Labeled shape records
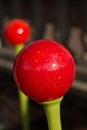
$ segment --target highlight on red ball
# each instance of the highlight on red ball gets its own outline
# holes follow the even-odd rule
[[[25,95],[45,102],[64,96],[69,90],[75,76],[75,63],[60,43],[37,40],[17,55],[13,75]]]
[[[3,29],[4,38],[12,45],[24,44],[29,39],[30,33],[29,24],[22,19],[9,21]]]

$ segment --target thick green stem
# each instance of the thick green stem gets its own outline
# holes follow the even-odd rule
[[[14,46],[14,51],[15,51],[15,55],[17,55],[19,53],[19,51],[21,49],[23,49],[24,44],[19,44]],[[25,96],[20,90],[18,90],[19,92],[19,102],[20,102],[20,111],[21,111],[21,118],[22,118],[22,128],[23,130],[29,130],[30,125],[29,125],[29,113],[28,113],[28,109],[29,109],[29,98],[27,96]]]
[[[21,110],[21,118],[22,118],[22,129],[29,130],[29,105],[28,105],[28,97],[25,96],[19,90],[19,101],[20,101],[20,110]]]
[[[60,103],[62,97],[49,102],[42,103],[47,116],[49,130],[62,130],[60,119]]]

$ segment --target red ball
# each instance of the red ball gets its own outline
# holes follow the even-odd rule
[[[75,64],[61,44],[38,40],[17,55],[13,75],[25,95],[44,102],[57,99],[68,91],[74,80]]]
[[[3,29],[4,38],[12,45],[24,44],[30,37],[30,27],[21,19],[13,19]]]

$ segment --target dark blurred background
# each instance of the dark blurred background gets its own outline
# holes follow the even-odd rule
[[[14,18],[30,24],[28,43],[52,39],[73,55],[76,77],[61,104],[62,127],[87,130],[87,0],[0,0],[0,130],[21,129],[18,91],[12,76],[15,56],[3,38],[5,24]],[[42,106],[29,99],[29,112],[32,130],[48,129]]]

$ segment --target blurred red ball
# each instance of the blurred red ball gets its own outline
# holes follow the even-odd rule
[[[3,29],[4,38],[12,45],[24,44],[30,37],[31,29],[22,19],[9,21]]]
[[[69,90],[75,76],[75,64],[61,44],[38,40],[17,55],[13,75],[25,95],[44,102],[62,97]]]

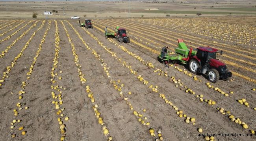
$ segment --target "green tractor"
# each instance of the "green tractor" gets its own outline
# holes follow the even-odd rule
[[[129,31],[128,31],[129,33]],[[129,43],[130,39],[127,37],[127,33],[125,29],[120,28],[119,26],[117,25],[115,32],[111,32],[108,31],[105,33],[105,36],[106,39],[108,38],[115,38],[121,43],[122,42]]]
[[[219,60],[217,53],[222,54],[222,51],[209,47],[198,47],[193,50],[189,49],[183,39],[178,39],[178,47],[175,49],[175,54],[171,54],[166,47],[162,49],[158,59],[164,62],[168,66],[170,63],[177,61],[188,65],[189,71],[195,74],[207,75],[208,79],[212,83],[217,82],[221,78],[227,80],[231,77],[232,73],[227,69],[227,67]]]

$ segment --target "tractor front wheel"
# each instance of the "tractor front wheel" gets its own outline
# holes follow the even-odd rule
[[[216,69],[210,69],[208,72],[208,79],[211,83],[216,83],[219,79],[219,74]]]
[[[127,37],[127,39],[128,40],[128,41],[127,42],[127,43],[130,43],[130,38],[129,37]]]
[[[193,59],[189,61],[189,70],[193,73],[196,74],[197,73],[197,69],[199,67],[199,65],[197,61]]]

## Stated task:
Restate each line of the records exactly; pictures do not belong in the copy.

## The answer:
$ segment --target highlight on red ball
# each instance of the highlight on red ball gets its own outline
# holes follow the even-odd rule
[[[25,95],[45,102],[64,96],[69,90],[75,76],[75,63],[60,43],[37,40],[17,55],[13,75]]]
[[[3,29],[4,38],[12,45],[24,44],[29,39],[30,33],[29,24],[22,19],[9,21]]]

$ segment --target thick green stem
# each instance of the thick green stem gets its own outline
# holes follow the even-odd rule
[[[14,46],[14,51],[15,51],[15,55],[17,55],[19,53],[19,51],[21,49],[23,49],[24,44],[19,44]],[[25,96],[20,90],[18,90],[19,92],[19,102],[20,102],[20,111],[21,111],[21,118],[22,118],[22,128],[23,130],[29,130],[30,125],[29,125],[29,113],[28,113],[28,109],[29,109],[29,98],[27,96]]]
[[[21,110],[21,118],[22,118],[22,129],[29,130],[29,105],[28,105],[28,97],[25,96],[19,90],[19,101],[20,101],[20,110]]]
[[[60,103],[62,97],[49,102],[42,103],[47,116],[49,130],[62,130],[60,119]]]

$ segment --target red ball
# each instance of the red ball gets its own outline
# holes follow the even-odd rule
[[[75,64],[61,44],[38,40],[17,55],[13,75],[25,95],[44,102],[57,99],[68,91],[74,80]]]
[[[3,29],[4,38],[12,45],[24,44],[30,37],[30,27],[21,19],[13,19]]]

$ segment --target dark blurred background
# each instance of the dark blurred background gets its own outline
# holes follow the even-odd rule
[[[14,18],[30,24],[28,43],[52,39],[73,55],[76,77],[61,104],[62,127],[87,130],[87,0],[0,0],[0,130],[21,129],[18,91],[12,76],[15,56],[3,38],[5,24]],[[42,106],[29,99],[29,112],[32,130],[48,129]]]

$ segment --target blurred red ball
# each instance of the blurred red ball gets its own outline
# holes follow the even-odd rule
[[[3,29],[4,38],[12,45],[24,44],[30,37],[31,29],[22,19],[9,21]]]
[[[69,90],[75,76],[75,64],[61,44],[38,40],[17,55],[13,75],[25,95],[44,102],[62,97]]]

$ segment --target "green tractor"
# each instance of the "green tractor" gets its own outline
# holes follow the even-odd rule
[[[129,31],[128,31],[129,33]],[[129,43],[130,39],[127,37],[127,33],[125,29],[120,28],[119,26],[117,25],[115,32],[111,32],[108,31],[105,33],[105,36],[106,39],[108,38],[115,38],[121,43],[122,42]]]
[[[219,60],[217,53],[222,54],[222,51],[209,47],[198,47],[193,50],[189,49],[183,39],[178,39],[178,47],[175,49],[175,54],[171,54],[166,47],[162,49],[158,59],[164,62],[168,66],[170,63],[177,61],[188,65],[189,71],[195,74],[207,75],[208,79],[212,83],[217,82],[221,78],[227,80],[231,77],[232,73],[227,69],[227,67]]]

$ segment --target "tractor front wheel"
# each instance of the "tractor front wheel" gets its own outline
# holes follow the even-odd rule
[[[216,69],[210,69],[208,72],[208,79],[211,83],[216,83],[219,79],[219,74]]]
[[[127,37],[127,39],[128,40],[128,41],[127,42],[127,43],[130,43],[130,38],[129,37]]]
[[[193,59],[189,61],[189,70],[193,73],[196,74],[197,73],[197,69],[199,67],[199,65],[197,61]]]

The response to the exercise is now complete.